[start EXCERPTED TEXT]

If any of the conditions specified in this Section 6 shall not have been fulfilled when and as
provided in this Agreement, or if any of the opinions and certificates mentioned above or elsewhere
in this Agreement shall not be reasonably satisfactory in form and substance to the Representatives
and counsel for the Underwriters, this Agreement and all obligations of the Underwriters hereunder
may be canceled at, or at any time prior to, the Closing Date by the Representatives. Notice of
such cancellation shall be given to the Partnership in writing or by telephone or facsimile
confirmed in writing.
The documents required to be delivered by this Section 6 shall be delivered at the office of
Holland & Xxxx LLP, counsel for the Partnership, at 000 00xx Xxxxxx, Xxxxx 0000, Xxxxxx, Xxxxxxxx
00000, on or prior to the Closing Date.
7. Reimbursement of Underwriters’ Expenses.
(a) If the sale of the Units provided for herein is not consummated because any
condition to the obligations of the Underwriters set forth in Section 6 hereof is not
satisfied, because of any termination pursuant to Sections 10(i) or 10(iv) hereof or
because of any refusal, inability or failure on the part of the Partnership to perform
any agreement herein or comply with any provision hereof other than by reason of a
default by any of the Underwriters, the DCP Parties covenant and agree that the
Partnership will reimburse the Underwriters severally through the Representatives on
demand for all out-of-pocket expenses (including reasonable fees and disbursements of
counsel) that shall have been incurred by them in connection with the proposed purchase
and sale of the Units.

[end EXCERPTED TEXT]

▶ DIRECTIONS FOR THIS TASK
Using the agreement excerpt, mark each statement yes or no and quote the words that settle it. 1. Notice of cancellation may be given to the Partnership by telephone with no written confirmation. 2. The documents required by Section 6 must be delivered on or before the Closing Date. 3. The expenses to be repaid to the Underwriters include reasonable fees of counsel.

[start RECORD EXTRACTS]

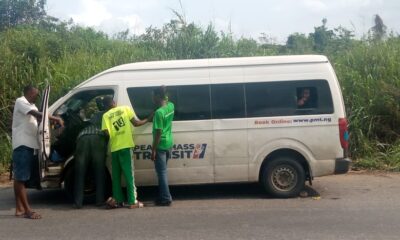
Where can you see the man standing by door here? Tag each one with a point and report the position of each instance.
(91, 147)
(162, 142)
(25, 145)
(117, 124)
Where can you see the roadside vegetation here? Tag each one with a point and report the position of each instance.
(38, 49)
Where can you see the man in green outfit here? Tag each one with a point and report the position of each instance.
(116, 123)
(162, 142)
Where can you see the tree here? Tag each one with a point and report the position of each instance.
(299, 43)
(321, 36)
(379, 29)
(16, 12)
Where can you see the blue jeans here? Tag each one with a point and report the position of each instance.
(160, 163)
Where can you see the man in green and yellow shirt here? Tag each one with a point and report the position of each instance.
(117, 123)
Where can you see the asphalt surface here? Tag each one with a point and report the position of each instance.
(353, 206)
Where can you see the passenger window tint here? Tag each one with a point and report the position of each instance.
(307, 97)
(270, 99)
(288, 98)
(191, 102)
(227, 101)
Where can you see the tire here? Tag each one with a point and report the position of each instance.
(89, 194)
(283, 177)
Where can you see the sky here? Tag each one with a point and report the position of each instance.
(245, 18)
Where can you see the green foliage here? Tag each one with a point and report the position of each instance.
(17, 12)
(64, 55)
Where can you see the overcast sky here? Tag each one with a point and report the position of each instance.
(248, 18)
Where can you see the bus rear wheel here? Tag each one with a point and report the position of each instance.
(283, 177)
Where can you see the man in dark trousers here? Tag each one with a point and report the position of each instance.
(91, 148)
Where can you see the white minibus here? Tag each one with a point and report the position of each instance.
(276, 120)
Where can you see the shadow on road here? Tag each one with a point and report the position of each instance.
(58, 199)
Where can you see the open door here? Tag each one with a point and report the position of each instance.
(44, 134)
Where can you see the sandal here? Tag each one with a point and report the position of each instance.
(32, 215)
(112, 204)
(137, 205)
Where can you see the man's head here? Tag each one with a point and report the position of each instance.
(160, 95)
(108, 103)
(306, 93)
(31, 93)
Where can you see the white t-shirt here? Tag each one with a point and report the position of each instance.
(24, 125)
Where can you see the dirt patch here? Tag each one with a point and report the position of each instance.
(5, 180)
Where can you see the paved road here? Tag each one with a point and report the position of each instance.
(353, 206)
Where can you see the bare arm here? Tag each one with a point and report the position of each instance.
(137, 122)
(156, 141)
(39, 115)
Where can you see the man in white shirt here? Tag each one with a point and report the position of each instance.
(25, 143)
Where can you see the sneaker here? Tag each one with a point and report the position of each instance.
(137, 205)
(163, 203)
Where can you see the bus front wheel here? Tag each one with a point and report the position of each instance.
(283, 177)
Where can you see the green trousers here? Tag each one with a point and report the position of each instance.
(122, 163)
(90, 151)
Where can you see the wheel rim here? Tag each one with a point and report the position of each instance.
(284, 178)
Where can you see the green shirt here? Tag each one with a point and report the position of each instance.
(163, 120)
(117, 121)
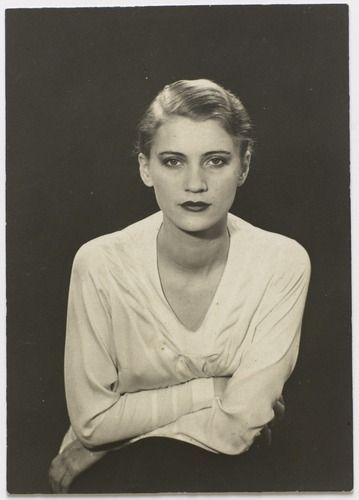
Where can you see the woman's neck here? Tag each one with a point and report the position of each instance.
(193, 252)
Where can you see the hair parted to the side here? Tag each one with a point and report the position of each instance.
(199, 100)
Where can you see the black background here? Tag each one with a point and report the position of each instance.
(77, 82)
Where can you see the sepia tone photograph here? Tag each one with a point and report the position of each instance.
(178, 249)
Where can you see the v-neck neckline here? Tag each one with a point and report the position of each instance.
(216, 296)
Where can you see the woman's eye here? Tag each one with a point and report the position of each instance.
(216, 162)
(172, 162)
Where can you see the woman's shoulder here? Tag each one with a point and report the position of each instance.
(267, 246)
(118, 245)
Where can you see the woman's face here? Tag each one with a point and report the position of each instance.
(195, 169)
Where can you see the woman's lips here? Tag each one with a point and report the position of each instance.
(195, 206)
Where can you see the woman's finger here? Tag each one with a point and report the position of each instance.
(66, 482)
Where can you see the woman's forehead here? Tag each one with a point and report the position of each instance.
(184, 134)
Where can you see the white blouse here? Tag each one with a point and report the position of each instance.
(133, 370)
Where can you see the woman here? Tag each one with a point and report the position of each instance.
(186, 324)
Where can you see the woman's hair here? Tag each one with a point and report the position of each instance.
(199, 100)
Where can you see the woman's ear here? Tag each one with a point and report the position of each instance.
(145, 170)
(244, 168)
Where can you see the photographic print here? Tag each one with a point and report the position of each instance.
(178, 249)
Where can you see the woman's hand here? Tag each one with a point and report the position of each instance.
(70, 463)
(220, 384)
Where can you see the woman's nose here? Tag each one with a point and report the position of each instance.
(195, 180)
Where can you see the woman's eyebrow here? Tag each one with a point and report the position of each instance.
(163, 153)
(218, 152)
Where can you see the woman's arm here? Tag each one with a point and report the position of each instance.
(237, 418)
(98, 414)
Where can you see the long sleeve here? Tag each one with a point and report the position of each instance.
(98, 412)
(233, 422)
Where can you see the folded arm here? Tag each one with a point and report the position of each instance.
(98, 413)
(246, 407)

[end RECORD EXTRACTS]
[start RECORD EXTRACTS]

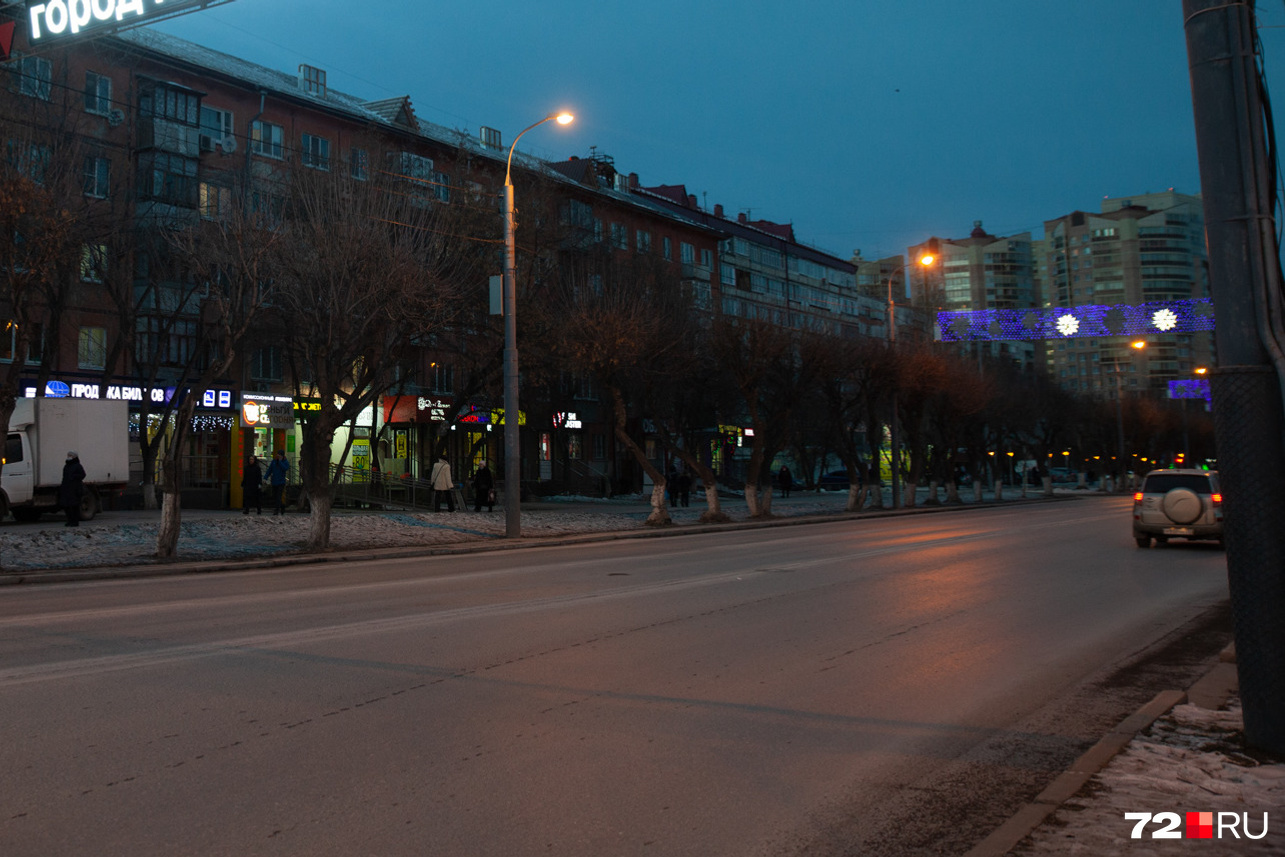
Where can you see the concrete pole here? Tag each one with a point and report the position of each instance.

[end RECORD EXTRACTS]
[start RECORD EXTRACTS]

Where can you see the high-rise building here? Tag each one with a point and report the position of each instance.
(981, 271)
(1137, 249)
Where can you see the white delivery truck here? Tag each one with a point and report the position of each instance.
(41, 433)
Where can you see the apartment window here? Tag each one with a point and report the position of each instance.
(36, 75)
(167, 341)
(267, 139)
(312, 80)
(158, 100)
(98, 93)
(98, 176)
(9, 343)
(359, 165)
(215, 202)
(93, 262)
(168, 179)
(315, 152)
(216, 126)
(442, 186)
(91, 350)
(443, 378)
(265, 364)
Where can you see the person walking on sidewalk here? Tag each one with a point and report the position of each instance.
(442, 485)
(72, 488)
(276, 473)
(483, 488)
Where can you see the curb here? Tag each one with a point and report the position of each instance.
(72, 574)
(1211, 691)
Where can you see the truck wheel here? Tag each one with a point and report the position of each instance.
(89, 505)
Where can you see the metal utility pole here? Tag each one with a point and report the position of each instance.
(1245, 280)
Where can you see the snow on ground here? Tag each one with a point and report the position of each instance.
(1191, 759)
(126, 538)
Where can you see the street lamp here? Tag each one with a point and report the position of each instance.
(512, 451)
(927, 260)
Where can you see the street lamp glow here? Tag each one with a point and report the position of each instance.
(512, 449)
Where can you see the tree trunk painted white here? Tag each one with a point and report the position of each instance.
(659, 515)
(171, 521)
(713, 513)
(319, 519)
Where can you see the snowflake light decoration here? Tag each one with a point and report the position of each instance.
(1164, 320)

[end RECORD EXTRACTS]

▶ FINISHED TASK
1. No: "in writing or by telephone or facsimile confirmed in writing"
2. Yes: "on or prior to the Closing Date"
3. Yes: "including reasonable fees and disbursements of counsel"